▶ QUOTED TEXT
==*==

[R] simulation data with dichotomous varuables

William Revelle lists at revelle.net
Sun Aug 10 23:59:35 CEST 2014


Dear Thanoon,
 You might look at the various item simulation functions in the psych package.

In particular, for your problem:

R1 <- sim.irt(10,1000,a=3,low = -2, high=2)
R2 <-  sim.irt(10,1000,a=3,low = -2, high=2)
R12 <- data.frame(R1$items,R2$items)
#this gives you 20 items, grouped with high correlations within the first 10, and the second 10, no correlation between the first and second sets.
rho <- tetrachoric(R12)$rho  #find the tetrachoric correlation between the items
lowerMat(rho)  #show the correlations
cor.plot(rho,numbers=TRUE)   #show a heat map of the correlations

Bill


On Aug 4, 2014, at 8:08 PM, thanoon younis <thanoon.younis80 at gmail.com> wrote:

> Dear R-users
> i need your help to solve my problem in the code below, i  want to simulate
> two different samples R1 and R2 and each sample has 10 variables and 1000
> observations so i want to simulate a data with high correlation between
> var. in R1 and also in R2 and no correlation between R1 and R2 also i have
> a problem with correlation coefficient between tow dichotomous var. the R-
> program supports just these types of correlation coefficients such as
> pearson, spearman,kendall.

==*==

▶ ITEMS
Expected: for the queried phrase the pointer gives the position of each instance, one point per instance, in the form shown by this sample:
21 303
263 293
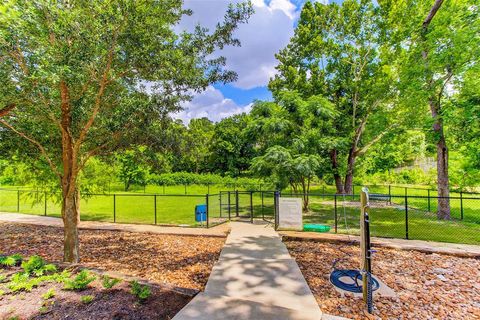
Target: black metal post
45 212
428 200
461 205
236 204
207 209
336 214
155 207
406 217
251 206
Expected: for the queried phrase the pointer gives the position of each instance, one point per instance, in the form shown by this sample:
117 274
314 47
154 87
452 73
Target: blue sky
268 31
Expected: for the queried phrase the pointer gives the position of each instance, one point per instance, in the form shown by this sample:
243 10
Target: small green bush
21 281
10 261
49 294
108 282
37 266
86 299
80 282
141 292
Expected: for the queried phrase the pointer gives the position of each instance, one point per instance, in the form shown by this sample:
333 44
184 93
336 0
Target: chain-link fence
395 216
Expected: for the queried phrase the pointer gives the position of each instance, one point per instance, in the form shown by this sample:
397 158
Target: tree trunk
71 218
442 165
442 151
70 191
350 170
336 175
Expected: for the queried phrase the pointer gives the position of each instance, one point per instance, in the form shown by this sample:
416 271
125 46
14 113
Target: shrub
37 266
80 282
49 294
87 299
108 282
10 261
141 292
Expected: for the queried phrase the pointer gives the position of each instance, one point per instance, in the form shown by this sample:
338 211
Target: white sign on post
290 214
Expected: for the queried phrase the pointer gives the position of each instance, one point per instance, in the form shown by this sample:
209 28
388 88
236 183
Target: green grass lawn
176 208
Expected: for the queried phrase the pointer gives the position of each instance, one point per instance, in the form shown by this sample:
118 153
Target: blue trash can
201 213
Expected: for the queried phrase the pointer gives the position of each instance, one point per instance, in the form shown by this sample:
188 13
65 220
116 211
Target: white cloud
211 104
268 31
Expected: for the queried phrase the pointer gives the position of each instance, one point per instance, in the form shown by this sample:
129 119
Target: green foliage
139 291
108 282
37 266
10 261
49 294
80 282
21 281
87 299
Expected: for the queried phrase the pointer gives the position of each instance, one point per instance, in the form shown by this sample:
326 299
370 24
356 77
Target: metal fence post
220 201
461 205
390 194
206 198
428 199
263 213
336 215
276 210
236 204
251 206
406 217
155 207
229 207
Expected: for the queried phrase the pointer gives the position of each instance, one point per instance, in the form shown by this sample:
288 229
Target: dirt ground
183 261
428 286
115 303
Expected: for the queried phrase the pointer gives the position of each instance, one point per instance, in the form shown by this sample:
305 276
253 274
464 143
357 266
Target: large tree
82 78
293 138
437 43
337 51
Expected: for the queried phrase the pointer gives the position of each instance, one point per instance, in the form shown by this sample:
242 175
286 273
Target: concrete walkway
217 231
255 278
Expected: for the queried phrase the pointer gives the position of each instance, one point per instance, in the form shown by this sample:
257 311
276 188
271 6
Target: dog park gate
247 205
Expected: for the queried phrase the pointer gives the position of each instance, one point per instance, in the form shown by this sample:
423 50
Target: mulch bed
115 303
428 286
183 261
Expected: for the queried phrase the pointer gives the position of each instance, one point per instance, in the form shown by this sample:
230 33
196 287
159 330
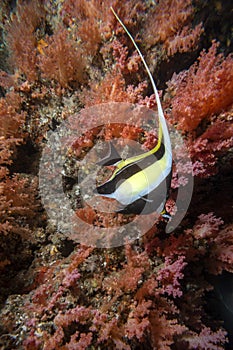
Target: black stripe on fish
129 170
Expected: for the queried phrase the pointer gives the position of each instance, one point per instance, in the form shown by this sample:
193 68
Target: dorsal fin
111 158
163 130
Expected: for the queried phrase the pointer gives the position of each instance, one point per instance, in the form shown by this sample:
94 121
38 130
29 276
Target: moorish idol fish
141 183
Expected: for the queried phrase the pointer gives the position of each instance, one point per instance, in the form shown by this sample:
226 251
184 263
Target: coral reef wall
162 291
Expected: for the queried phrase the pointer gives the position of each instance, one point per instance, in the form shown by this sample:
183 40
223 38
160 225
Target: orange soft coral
204 90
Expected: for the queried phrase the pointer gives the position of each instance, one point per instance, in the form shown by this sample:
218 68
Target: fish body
142 181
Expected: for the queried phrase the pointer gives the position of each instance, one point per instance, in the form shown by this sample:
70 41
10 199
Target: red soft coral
204 90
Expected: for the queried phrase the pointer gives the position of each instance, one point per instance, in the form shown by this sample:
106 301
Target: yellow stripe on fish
141 183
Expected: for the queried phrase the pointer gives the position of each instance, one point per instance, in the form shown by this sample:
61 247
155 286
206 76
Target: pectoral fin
112 157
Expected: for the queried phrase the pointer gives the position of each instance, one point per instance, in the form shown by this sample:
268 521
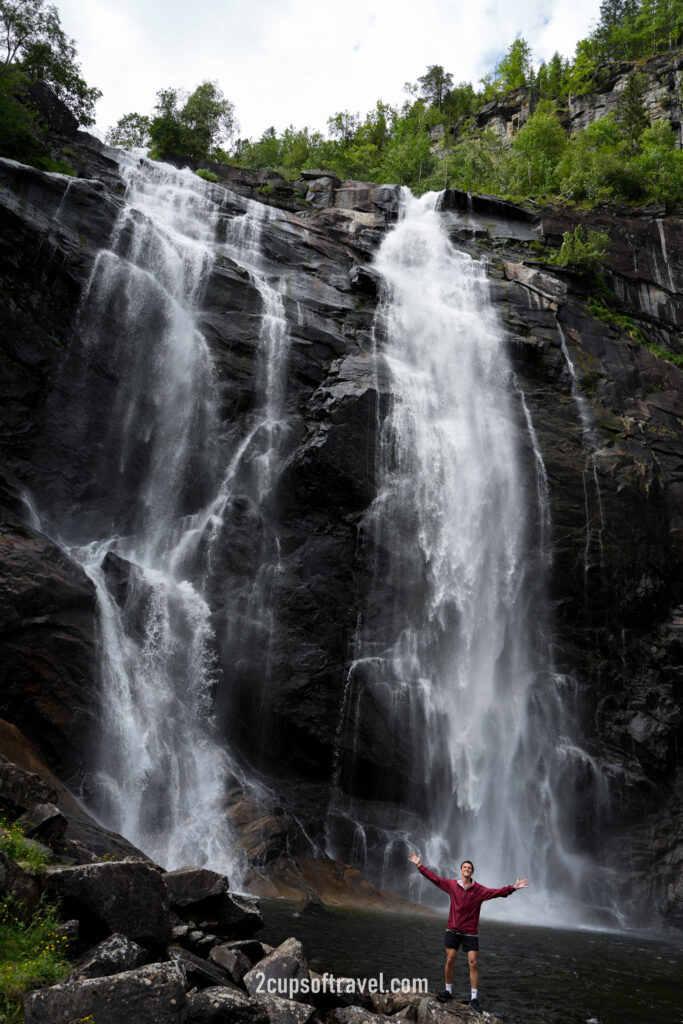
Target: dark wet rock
200 973
284 1011
113 955
352 1015
432 1012
216 1005
197 888
610 608
17 885
233 962
284 969
252 948
44 822
115 896
20 790
154 994
314 907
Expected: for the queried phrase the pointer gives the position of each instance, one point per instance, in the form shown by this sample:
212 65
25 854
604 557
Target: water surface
528 975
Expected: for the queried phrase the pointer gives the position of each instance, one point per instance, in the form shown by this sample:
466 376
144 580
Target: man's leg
450 966
446 994
473 961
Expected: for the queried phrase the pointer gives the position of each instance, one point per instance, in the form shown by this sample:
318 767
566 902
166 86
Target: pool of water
527 975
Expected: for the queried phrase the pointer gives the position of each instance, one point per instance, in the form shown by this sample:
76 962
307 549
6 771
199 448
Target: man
466 899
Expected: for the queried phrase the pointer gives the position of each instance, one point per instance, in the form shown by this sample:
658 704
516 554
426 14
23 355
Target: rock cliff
616 505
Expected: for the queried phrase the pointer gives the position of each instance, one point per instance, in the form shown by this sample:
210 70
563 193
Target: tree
630 112
34 42
434 85
130 131
198 128
515 70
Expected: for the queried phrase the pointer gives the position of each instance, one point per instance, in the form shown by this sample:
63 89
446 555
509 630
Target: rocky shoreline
170 947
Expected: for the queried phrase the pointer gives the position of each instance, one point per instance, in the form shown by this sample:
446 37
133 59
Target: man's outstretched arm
506 890
441 883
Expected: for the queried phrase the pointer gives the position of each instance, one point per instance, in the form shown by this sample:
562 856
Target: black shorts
454 939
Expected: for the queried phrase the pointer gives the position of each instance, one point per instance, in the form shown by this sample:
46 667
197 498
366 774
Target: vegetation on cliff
32 948
34 47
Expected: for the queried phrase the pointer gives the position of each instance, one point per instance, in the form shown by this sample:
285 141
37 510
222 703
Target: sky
295 61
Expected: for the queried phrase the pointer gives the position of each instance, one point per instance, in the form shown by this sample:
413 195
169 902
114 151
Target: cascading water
453 644
161 476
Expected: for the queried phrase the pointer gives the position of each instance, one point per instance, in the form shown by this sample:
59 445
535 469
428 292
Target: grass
31 955
206 174
14 844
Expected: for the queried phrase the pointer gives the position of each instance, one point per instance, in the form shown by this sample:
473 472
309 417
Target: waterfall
454 644
590 475
162 471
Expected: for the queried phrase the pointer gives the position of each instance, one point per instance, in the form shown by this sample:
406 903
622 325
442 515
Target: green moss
54 166
14 845
609 316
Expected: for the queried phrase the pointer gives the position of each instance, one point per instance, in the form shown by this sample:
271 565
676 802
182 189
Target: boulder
44 822
20 790
200 973
19 887
432 1012
232 962
252 948
123 896
215 1006
154 994
281 973
201 895
111 956
352 1015
286 1011
195 887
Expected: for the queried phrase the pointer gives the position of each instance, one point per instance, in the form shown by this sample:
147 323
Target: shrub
14 845
31 955
206 174
582 253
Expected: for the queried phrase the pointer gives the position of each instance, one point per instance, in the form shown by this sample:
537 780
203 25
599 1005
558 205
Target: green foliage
196 125
14 845
130 131
434 85
19 130
630 112
538 150
207 174
31 954
552 78
583 253
35 43
608 315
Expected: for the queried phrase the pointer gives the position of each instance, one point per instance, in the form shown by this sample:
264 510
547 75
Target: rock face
155 994
115 896
662 98
617 621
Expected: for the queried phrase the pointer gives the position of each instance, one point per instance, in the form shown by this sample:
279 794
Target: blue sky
298 61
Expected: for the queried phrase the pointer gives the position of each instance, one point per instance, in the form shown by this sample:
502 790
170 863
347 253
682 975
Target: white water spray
454 646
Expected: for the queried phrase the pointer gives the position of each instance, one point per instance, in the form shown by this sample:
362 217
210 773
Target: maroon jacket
465 903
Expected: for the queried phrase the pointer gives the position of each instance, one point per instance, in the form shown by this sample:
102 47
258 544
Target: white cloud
284 61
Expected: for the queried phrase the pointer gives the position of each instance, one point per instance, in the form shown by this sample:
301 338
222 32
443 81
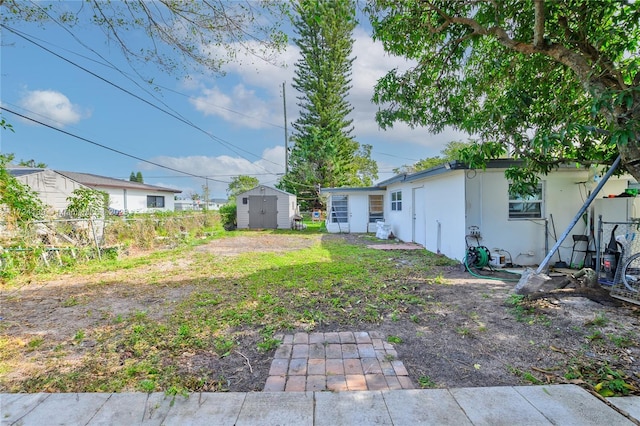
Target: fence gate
263 212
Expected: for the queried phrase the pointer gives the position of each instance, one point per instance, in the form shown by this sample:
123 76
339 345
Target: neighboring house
54 187
264 207
441 207
186 205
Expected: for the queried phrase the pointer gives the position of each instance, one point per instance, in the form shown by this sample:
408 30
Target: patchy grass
180 319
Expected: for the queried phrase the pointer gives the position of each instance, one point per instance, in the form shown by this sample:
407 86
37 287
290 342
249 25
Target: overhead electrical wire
174 114
223 142
107 147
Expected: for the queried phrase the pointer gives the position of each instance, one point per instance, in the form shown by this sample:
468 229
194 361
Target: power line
109 148
223 142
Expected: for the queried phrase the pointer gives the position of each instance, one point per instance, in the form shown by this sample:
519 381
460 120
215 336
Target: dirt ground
473 337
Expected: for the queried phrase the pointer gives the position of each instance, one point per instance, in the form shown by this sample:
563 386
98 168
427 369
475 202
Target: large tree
324 151
451 152
240 184
202 32
546 81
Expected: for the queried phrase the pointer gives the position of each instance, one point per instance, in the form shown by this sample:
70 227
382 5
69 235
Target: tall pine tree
324 152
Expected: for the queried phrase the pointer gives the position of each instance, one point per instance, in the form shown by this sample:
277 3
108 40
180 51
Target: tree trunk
630 153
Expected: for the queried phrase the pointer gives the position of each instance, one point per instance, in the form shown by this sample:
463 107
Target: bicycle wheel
631 273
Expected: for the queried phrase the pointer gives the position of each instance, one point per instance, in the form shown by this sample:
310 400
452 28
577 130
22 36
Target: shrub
228 216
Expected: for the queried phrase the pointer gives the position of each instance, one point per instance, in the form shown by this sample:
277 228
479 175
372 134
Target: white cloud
241 107
221 169
52 107
254 99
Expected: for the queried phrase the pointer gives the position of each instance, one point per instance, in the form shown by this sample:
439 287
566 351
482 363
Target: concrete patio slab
66 409
495 406
205 409
277 408
628 404
567 404
351 408
120 409
417 407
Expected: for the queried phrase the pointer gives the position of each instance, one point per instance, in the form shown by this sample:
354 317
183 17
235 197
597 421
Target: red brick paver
344 361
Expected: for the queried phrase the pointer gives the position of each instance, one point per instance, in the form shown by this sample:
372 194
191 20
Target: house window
396 200
376 208
155 201
339 209
526 206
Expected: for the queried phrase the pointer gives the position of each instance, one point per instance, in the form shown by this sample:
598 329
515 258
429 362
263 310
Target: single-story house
447 207
54 187
189 205
264 207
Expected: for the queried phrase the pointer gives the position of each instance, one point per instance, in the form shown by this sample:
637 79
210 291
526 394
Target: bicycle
631 273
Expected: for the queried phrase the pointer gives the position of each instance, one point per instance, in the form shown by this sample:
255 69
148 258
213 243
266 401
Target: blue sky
229 125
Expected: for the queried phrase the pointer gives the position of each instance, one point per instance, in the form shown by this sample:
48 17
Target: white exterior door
418 206
358 213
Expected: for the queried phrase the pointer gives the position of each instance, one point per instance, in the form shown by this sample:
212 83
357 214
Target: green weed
394 339
426 382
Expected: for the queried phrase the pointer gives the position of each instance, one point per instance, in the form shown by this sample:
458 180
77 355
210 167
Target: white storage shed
264 207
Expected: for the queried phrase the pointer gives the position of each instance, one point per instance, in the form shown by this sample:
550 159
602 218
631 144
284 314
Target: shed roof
268 187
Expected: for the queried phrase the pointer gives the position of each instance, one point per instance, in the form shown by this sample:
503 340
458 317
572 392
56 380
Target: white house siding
445 214
564 192
400 220
433 213
135 200
357 211
52 188
286 206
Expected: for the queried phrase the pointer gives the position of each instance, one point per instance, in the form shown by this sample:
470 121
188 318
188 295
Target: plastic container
497 259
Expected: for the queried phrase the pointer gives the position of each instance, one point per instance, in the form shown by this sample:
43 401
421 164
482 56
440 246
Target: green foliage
563 91
228 216
22 202
86 203
240 184
451 152
324 151
32 163
250 26
136 177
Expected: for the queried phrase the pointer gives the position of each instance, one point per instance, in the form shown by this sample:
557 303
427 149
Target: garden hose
480 256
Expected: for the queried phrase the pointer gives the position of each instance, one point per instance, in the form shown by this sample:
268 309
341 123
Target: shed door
263 212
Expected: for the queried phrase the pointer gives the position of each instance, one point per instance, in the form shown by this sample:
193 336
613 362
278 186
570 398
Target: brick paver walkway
344 361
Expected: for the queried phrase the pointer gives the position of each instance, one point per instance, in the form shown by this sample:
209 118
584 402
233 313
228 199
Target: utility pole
286 135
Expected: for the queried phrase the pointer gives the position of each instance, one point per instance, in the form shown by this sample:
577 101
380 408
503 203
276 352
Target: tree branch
538 29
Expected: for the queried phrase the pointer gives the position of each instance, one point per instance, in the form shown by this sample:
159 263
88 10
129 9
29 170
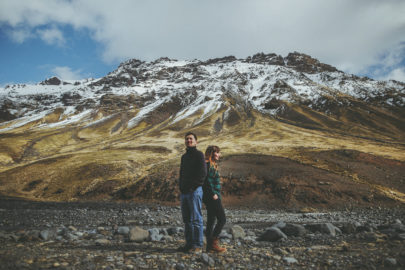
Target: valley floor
95 235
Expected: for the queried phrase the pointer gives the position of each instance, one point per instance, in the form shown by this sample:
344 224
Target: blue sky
77 39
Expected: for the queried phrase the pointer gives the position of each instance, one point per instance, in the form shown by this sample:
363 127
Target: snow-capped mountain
173 90
286 125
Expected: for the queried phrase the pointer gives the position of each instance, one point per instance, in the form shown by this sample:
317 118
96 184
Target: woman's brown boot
209 244
215 247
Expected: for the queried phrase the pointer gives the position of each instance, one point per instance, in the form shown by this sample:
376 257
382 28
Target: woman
212 200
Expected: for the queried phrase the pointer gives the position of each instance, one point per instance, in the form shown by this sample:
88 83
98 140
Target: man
192 174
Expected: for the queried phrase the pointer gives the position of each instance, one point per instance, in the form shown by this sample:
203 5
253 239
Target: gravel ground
105 235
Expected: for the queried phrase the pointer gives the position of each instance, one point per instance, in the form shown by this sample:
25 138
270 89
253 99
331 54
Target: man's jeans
191 204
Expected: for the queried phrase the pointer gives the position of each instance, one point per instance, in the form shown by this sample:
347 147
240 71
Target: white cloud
397 74
351 35
52 36
66 73
20 35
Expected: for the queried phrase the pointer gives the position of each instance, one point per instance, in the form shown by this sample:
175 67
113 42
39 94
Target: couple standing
200 182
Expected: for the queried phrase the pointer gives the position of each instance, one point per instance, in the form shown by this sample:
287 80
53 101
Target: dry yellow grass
67 163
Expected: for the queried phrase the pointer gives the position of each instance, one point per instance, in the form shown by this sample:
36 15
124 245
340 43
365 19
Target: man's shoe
184 249
195 250
215 246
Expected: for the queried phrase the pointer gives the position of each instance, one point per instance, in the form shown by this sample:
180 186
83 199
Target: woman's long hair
209 154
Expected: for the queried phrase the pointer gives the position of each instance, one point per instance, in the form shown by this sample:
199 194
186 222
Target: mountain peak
305 63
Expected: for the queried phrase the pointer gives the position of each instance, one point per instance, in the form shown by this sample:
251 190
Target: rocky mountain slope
293 131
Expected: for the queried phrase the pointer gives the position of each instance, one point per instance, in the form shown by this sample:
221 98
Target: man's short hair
190 133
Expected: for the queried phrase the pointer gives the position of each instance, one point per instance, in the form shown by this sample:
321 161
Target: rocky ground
103 235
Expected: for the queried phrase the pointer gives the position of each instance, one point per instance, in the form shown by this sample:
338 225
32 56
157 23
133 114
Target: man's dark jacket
192 170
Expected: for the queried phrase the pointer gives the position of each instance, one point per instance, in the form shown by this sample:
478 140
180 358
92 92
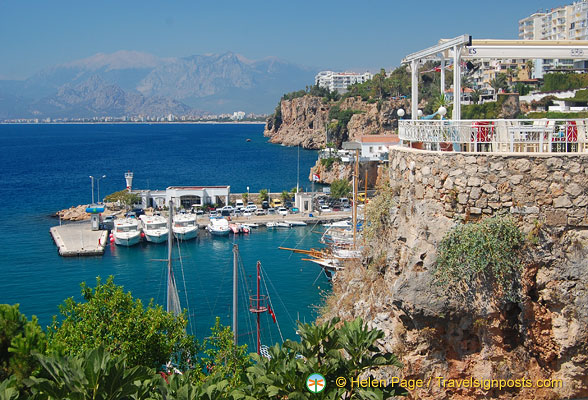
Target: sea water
46 168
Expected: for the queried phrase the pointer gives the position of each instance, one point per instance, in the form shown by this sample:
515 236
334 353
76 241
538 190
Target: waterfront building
569 22
339 81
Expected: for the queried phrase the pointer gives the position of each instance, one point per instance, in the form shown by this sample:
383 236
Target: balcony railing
501 136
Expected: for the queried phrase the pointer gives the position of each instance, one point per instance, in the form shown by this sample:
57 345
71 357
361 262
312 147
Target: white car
283 211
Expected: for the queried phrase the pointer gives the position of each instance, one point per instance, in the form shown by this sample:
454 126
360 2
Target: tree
340 188
286 196
333 350
124 196
19 337
112 319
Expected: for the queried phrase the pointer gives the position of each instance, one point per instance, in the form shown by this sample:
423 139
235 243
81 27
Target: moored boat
127 232
185 226
154 228
218 227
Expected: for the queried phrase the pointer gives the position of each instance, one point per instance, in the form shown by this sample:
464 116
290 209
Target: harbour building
339 81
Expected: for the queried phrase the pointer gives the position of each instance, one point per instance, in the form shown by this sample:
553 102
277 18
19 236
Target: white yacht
218 227
154 228
185 226
127 231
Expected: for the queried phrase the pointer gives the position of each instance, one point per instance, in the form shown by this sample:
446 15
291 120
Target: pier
79 240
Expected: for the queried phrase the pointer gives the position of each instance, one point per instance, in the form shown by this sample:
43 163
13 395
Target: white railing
501 135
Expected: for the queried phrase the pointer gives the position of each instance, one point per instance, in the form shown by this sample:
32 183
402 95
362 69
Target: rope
185 289
263 274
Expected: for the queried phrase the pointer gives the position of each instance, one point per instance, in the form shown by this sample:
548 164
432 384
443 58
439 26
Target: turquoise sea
47 167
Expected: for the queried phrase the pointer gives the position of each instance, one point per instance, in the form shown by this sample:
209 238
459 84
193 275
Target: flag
271 312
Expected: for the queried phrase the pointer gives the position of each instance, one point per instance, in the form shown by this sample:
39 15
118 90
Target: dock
79 240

==*==

▶ WHAT TO DO
1/ Transcribe the mailing-list reply from "[R] simulation data" up to and including "the psych package.".
2/ How many lines of the listing contain the string "gate", with case counting? Give only the number.
The listing is unrelated to the mailing-list reply.

▶ ANSWERS TO THE PROBLEMS
1/
[R] simulation data with dichotomous varuables

William Revelle lists at revelle.net
Sun Aug 10 23:59:35 CEST 2014


Dear Thanoon,
 You might look at the various item simulation functions in the psych package.

2/ 2